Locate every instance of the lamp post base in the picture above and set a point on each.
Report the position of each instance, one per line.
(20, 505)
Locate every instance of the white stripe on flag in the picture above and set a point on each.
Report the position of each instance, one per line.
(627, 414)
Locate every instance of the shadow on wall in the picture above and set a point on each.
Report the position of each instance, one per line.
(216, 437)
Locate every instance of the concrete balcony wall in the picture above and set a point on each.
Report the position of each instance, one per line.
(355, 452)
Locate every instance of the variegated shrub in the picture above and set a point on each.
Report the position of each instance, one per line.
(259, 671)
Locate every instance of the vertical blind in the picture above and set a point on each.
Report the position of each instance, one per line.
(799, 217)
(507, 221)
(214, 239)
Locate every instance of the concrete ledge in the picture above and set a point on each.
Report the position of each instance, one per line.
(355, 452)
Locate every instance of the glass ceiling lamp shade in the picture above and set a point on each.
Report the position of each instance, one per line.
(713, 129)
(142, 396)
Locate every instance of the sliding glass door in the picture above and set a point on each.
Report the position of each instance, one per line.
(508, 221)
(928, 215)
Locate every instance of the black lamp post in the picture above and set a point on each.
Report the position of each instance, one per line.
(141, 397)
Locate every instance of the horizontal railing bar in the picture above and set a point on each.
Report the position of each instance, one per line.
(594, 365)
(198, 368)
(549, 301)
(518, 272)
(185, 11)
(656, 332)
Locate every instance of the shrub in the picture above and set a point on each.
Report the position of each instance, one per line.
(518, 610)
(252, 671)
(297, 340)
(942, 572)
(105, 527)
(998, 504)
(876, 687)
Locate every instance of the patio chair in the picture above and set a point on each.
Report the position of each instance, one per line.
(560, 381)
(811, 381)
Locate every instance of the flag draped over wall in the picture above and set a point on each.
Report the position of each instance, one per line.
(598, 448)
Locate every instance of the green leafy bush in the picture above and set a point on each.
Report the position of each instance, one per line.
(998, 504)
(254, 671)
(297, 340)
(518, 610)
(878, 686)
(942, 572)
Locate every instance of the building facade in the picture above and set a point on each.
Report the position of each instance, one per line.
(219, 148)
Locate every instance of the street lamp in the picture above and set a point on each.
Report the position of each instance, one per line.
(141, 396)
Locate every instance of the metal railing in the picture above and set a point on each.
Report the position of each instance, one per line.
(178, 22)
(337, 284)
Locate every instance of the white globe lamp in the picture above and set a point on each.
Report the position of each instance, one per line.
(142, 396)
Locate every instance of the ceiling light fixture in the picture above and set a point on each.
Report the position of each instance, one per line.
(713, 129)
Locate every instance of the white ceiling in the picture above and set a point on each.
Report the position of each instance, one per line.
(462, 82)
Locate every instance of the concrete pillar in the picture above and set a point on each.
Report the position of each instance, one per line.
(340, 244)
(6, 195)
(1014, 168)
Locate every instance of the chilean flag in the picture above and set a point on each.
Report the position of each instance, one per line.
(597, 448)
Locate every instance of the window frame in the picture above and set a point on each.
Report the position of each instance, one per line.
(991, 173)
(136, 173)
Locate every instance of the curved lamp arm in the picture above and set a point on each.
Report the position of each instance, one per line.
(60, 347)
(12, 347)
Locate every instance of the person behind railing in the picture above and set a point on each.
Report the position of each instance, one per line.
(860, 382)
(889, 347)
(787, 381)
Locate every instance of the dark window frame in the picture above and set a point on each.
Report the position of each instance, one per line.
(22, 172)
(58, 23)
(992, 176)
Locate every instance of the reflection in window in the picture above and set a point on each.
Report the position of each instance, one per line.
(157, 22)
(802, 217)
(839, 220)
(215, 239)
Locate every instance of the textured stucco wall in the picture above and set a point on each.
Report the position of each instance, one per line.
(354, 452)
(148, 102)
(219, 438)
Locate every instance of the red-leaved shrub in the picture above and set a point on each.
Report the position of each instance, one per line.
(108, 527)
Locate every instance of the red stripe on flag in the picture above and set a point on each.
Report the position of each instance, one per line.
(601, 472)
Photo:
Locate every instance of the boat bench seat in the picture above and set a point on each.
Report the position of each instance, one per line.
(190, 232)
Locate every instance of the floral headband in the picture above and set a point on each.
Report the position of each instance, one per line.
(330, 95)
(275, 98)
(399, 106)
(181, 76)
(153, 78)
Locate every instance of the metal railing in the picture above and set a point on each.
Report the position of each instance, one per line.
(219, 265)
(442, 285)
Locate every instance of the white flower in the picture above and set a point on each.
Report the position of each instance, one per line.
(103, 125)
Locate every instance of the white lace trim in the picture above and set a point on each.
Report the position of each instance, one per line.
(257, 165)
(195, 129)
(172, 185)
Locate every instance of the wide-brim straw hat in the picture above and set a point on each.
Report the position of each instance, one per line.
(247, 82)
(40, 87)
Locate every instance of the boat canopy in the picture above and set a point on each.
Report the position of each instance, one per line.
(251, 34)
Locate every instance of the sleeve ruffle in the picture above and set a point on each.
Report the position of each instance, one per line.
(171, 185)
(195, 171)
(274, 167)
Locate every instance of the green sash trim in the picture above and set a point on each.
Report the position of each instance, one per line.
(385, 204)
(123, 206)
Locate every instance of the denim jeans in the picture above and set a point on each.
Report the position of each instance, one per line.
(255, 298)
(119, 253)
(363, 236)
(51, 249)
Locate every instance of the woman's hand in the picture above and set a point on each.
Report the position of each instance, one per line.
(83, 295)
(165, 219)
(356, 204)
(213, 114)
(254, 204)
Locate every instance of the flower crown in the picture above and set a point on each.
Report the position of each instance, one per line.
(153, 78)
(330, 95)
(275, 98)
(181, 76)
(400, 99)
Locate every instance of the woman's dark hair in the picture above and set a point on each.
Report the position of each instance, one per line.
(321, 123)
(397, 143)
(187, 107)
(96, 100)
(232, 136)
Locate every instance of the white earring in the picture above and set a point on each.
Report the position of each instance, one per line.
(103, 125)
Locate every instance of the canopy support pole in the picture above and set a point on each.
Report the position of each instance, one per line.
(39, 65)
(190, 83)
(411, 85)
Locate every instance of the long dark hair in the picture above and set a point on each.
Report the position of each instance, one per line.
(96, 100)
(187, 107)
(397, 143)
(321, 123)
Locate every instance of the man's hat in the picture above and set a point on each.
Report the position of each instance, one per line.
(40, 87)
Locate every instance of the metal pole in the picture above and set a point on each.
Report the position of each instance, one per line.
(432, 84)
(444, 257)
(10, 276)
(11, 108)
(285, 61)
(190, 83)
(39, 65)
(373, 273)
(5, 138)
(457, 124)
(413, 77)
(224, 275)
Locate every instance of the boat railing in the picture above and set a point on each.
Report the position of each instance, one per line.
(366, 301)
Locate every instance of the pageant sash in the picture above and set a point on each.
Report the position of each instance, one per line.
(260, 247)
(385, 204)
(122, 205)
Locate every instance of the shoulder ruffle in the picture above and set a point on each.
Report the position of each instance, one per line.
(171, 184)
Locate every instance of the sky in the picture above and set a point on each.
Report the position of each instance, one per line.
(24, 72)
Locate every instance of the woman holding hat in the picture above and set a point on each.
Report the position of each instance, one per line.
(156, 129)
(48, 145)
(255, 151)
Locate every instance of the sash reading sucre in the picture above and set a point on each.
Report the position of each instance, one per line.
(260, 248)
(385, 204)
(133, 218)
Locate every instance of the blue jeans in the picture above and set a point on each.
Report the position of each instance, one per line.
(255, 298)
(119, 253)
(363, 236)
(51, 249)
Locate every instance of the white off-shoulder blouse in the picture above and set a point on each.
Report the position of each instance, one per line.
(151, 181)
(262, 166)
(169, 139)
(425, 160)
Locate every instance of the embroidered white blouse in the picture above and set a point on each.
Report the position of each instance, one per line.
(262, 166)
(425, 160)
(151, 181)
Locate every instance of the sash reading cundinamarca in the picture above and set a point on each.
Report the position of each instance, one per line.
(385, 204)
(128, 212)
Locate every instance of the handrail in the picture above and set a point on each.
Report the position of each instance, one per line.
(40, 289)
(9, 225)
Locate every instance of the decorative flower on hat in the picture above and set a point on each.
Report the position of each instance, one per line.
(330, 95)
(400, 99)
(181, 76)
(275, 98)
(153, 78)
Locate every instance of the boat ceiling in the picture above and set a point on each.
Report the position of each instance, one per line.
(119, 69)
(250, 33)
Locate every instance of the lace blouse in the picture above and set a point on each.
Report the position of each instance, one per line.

****************************************

**TASK:** Exactly as written, give the line containing "Locate every instance of the embroidered" and all remaining lines of the records.

**COMPLETE RESPONSE:**
Locate every instance of the embroidered white blouse in the picture above and set a point on each.
Report the position of each instance, one per line.
(262, 166)
(425, 160)
(151, 181)
Locate every instance of the sash reading cundinamarca in the picture above and set a point on each.
Report the position of each instance, one per line.
(385, 204)
(128, 212)
Locate every instance of the handrail in the picture above and set a point on each.
Report the position of each instance, one per line.
(40, 289)
(9, 225)
Locate every instance of the decorative flower on hat in the picture above and set a point on each.
Report the position of each instance, one per line.
(330, 95)
(400, 99)
(181, 76)
(275, 98)
(153, 78)
Locate every instance of the boat ceiling in the picture above and set a point on each.
Report the position of each instance, one per line.
(119, 69)
(250, 33)
Locate every instance of the lace blouse in the picture above and set a point on each.
Report the position of each instance, one per line.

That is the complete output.